*Work to complete*: For the word "face", find each line in the entries where it occurs and copy that line.

*** Opening of Dataset ***

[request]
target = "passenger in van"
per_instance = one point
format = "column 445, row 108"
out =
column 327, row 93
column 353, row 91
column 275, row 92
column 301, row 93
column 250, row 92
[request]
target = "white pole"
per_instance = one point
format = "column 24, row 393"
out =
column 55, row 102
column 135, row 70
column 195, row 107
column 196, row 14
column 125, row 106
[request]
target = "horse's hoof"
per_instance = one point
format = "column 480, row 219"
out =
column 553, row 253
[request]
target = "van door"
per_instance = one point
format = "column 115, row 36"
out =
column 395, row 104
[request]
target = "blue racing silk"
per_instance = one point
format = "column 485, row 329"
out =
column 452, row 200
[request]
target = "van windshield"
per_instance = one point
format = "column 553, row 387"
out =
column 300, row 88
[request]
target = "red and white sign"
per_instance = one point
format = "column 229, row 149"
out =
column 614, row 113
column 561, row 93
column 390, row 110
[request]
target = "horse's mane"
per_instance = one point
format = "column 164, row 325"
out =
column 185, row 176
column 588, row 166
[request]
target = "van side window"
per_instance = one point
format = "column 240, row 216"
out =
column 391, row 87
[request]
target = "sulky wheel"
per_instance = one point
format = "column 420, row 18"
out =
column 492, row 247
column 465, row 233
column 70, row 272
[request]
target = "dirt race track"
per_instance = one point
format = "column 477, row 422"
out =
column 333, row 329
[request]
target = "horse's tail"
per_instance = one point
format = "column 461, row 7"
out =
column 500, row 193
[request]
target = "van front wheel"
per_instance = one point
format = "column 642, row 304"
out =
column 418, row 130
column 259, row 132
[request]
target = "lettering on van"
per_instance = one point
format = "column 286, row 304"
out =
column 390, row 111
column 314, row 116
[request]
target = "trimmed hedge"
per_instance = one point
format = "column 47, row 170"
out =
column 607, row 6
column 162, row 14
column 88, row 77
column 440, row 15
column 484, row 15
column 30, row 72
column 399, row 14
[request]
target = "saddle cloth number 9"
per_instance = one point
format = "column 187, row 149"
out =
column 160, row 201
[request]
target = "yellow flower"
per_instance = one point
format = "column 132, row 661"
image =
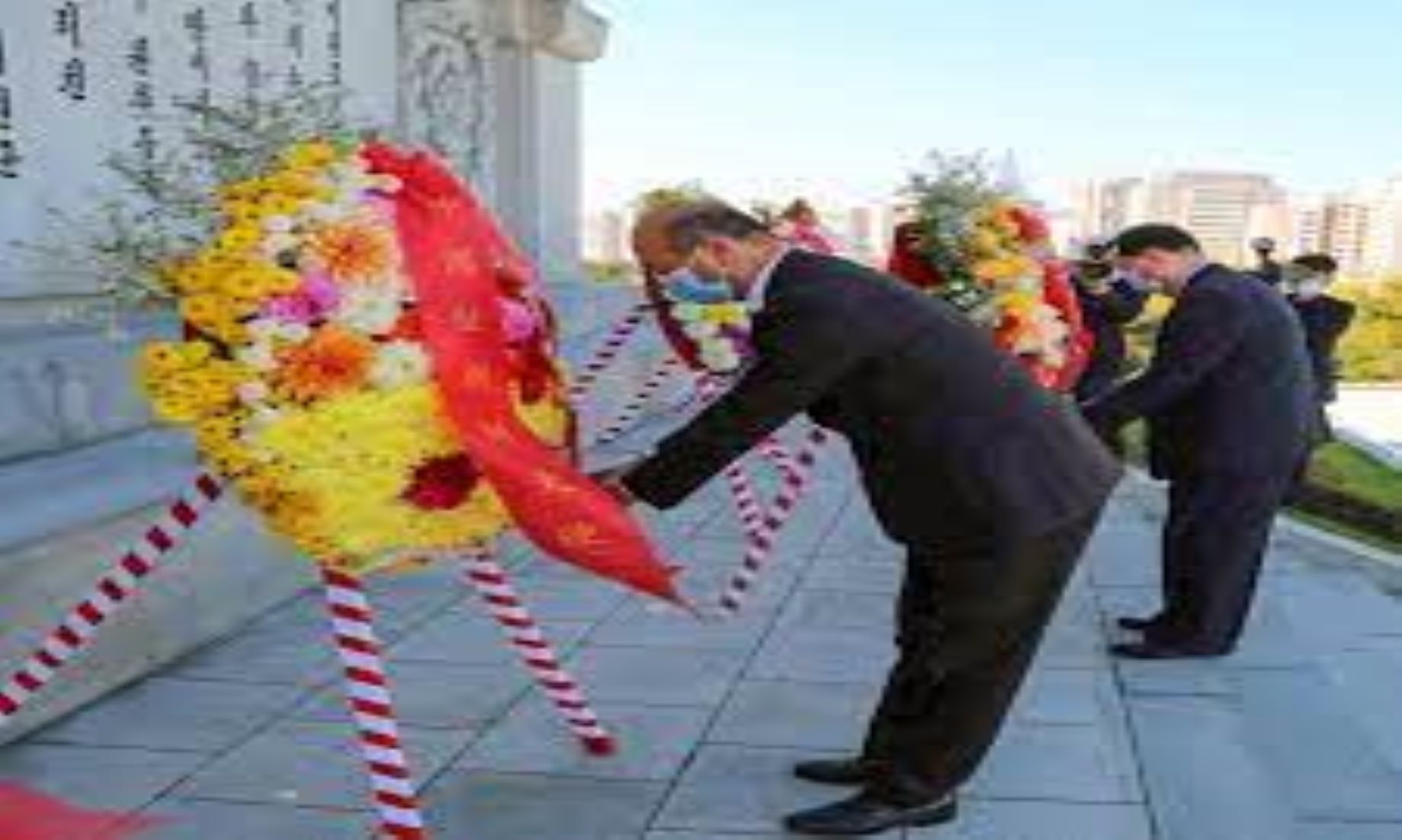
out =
column 312, row 155
column 334, row 362
column 355, row 252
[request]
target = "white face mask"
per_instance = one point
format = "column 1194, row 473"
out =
column 1310, row 289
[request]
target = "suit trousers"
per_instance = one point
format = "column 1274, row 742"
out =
column 1214, row 542
column 970, row 619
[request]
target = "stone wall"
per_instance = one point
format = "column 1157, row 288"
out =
column 489, row 83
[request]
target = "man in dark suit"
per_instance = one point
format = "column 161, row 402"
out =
column 1325, row 319
column 990, row 483
column 1109, row 302
column 1228, row 399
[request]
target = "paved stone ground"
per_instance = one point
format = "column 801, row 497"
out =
column 1297, row 738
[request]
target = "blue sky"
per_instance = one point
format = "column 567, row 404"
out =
column 842, row 97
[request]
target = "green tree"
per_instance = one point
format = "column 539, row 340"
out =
column 1373, row 348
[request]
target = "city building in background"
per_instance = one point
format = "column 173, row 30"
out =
column 1362, row 229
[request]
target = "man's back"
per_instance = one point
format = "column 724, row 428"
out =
column 951, row 432
column 1251, row 411
column 1325, row 320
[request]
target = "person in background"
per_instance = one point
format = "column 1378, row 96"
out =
column 1325, row 320
column 1230, row 402
column 1109, row 302
column 800, row 226
column 1268, row 268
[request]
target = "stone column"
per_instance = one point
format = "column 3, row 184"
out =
column 540, row 45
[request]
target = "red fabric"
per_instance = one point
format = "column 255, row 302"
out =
column 30, row 815
column 909, row 265
column 1060, row 295
column 682, row 344
column 460, row 264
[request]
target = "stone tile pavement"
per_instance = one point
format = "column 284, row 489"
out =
column 1297, row 738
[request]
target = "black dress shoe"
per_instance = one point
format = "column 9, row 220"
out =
column 867, row 815
column 1161, row 651
column 1137, row 624
column 837, row 771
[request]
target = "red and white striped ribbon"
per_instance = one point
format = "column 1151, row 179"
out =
column 765, row 539
column 111, row 592
column 638, row 402
column 489, row 579
column 367, row 694
column 608, row 351
column 778, row 454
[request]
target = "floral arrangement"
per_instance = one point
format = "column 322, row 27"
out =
column 989, row 254
column 704, row 323
column 304, row 375
column 718, row 324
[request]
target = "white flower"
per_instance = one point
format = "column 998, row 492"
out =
column 720, row 358
column 279, row 243
column 688, row 312
column 271, row 330
column 260, row 357
column 389, row 184
column 372, row 309
column 400, row 364
column 261, row 418
column 252, row 393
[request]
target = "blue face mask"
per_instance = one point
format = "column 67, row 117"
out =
column 688, row 287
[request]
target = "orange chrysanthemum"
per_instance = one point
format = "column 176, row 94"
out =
column 354, row 252
column 332, row 362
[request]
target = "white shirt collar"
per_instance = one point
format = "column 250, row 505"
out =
column 759, row 290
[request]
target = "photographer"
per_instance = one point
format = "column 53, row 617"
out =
column 1109, row 302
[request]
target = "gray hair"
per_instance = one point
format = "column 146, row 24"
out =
column 693, row 225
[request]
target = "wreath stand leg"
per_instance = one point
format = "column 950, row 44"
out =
column 608, row 351
column 489, row 579
column 367, row 694
column 763, row 537
column 638, row 402
column 111, row 592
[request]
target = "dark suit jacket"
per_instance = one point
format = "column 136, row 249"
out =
column 951, row 435
column 1325, row 320
column 1105, row 317
column 1228, row 389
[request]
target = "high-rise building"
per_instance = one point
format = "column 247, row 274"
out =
column 1218, row 207
column 1223, row 210
column 1384, row 248
column 1346, row 225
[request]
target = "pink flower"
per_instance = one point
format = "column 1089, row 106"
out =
column 314, row 299
column 519, row 322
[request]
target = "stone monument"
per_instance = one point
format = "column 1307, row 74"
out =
column 489, row 83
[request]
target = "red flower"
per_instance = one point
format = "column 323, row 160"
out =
column 442, row 484
column 1032, row 229
column 409, row 327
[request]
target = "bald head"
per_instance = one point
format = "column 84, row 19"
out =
column 708, row 237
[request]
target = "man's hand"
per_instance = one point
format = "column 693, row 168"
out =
column 611, row 481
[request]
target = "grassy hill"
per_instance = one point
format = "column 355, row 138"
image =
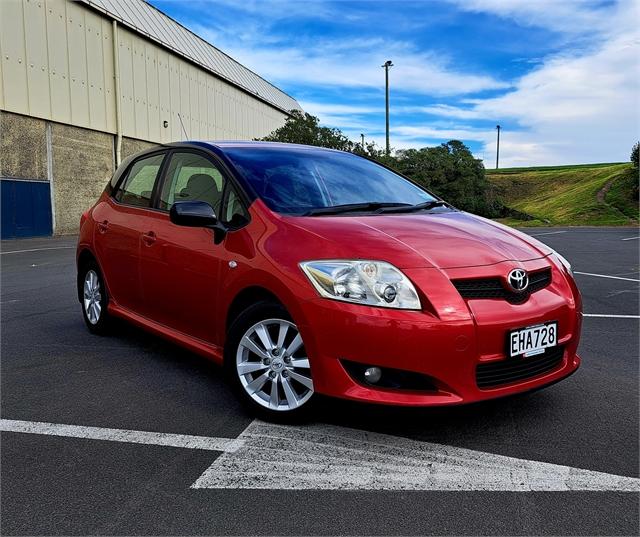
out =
column 586, row 194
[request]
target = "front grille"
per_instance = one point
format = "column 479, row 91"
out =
column 495, row 288
column 511, row 370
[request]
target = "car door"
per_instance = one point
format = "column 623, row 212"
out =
column 180, row 269
column 121, row 221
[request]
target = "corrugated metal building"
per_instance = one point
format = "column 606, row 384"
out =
column 85, row 83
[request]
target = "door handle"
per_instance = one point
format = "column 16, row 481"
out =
column 149, row 238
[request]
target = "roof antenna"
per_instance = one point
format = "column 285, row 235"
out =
column 186, row 136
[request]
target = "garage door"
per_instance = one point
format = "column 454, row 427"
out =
column 26, row 208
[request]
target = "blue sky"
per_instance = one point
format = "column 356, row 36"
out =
column 562, row 77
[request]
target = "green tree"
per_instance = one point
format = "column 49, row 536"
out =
column 303, row 128
column 449, row 170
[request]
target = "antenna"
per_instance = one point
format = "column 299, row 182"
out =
column 186, row 136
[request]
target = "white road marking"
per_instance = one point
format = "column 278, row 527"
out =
column 605, row 276
column 38, row 250
column 548, row 233
column 604, row 315
column 325, row 457
column 121, row 435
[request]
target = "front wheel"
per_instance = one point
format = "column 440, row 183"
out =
column 268, row 364
column 94, row 298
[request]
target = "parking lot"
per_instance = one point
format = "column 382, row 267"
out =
column 128, row 434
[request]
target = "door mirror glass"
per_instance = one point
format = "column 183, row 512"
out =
column 193, row 214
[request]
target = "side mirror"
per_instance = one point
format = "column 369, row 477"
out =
column 198, row 214
column 193, row 214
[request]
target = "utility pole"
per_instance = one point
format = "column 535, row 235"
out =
column 498, row 147
column 386, row 66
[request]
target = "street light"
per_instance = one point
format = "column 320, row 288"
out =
column 498, row 147
column 386, row 66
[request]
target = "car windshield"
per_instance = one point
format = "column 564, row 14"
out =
column 305, row 181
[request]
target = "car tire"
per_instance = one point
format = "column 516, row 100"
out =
column 273, row 383
column 94, row 298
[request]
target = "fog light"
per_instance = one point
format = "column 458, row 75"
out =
column 372, row 374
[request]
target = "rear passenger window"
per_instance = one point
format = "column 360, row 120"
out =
column 137, row 187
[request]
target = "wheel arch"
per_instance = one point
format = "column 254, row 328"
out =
column 245, row 298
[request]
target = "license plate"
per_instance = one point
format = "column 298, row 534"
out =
column 533, row 339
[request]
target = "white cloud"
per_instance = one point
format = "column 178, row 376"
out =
column 565, row 16
column 353, row 63
column 575, row 109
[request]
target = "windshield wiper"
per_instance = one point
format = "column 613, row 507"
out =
column 357, row 207
column 426, row 206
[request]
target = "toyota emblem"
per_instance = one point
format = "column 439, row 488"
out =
column 518, row 280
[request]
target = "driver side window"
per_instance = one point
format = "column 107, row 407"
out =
column 192, row 177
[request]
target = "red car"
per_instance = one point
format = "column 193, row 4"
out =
column 310, row 271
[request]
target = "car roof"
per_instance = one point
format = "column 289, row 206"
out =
column 235, row 144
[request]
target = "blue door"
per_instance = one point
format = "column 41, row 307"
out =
column 26, row 209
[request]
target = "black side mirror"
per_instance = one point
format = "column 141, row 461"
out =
column 197, row 214
column 192, row 214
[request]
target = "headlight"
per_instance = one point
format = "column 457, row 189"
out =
column 563, row 261
column 374, row 283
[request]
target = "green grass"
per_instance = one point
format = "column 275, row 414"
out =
column 568, row 195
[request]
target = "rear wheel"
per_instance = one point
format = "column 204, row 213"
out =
column 94, row 298
column 268, row 364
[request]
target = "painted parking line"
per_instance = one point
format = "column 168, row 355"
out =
column 548, row 233
column 120, row 435
column 326, row 457
column 605, row 276
column 38, row 250
column 607, row 316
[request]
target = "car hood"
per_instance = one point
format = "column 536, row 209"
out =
column 443, row 239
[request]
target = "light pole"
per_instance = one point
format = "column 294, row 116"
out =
column 386, row 66
column 498, row 147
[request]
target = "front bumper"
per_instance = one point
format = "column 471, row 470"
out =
column 445, row 342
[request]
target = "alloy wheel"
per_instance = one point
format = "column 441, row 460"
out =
column 273, row 367
column 92, row 297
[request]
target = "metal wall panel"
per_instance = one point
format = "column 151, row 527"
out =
column 146, row 20
column 57, row 64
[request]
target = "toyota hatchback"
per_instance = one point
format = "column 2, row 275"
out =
column 310, row 271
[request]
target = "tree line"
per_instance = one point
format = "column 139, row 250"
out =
column 448, row 170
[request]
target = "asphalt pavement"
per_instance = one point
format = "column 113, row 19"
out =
column 54, row 372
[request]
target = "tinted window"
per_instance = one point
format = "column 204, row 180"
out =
column 191, row 176
column 137, row 187
column 294, row 181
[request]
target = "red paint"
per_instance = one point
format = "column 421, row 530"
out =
column 175, row 282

*** Close of Dataset ***

*Answer space*:
target = "white face mask"
target = "blue face mask"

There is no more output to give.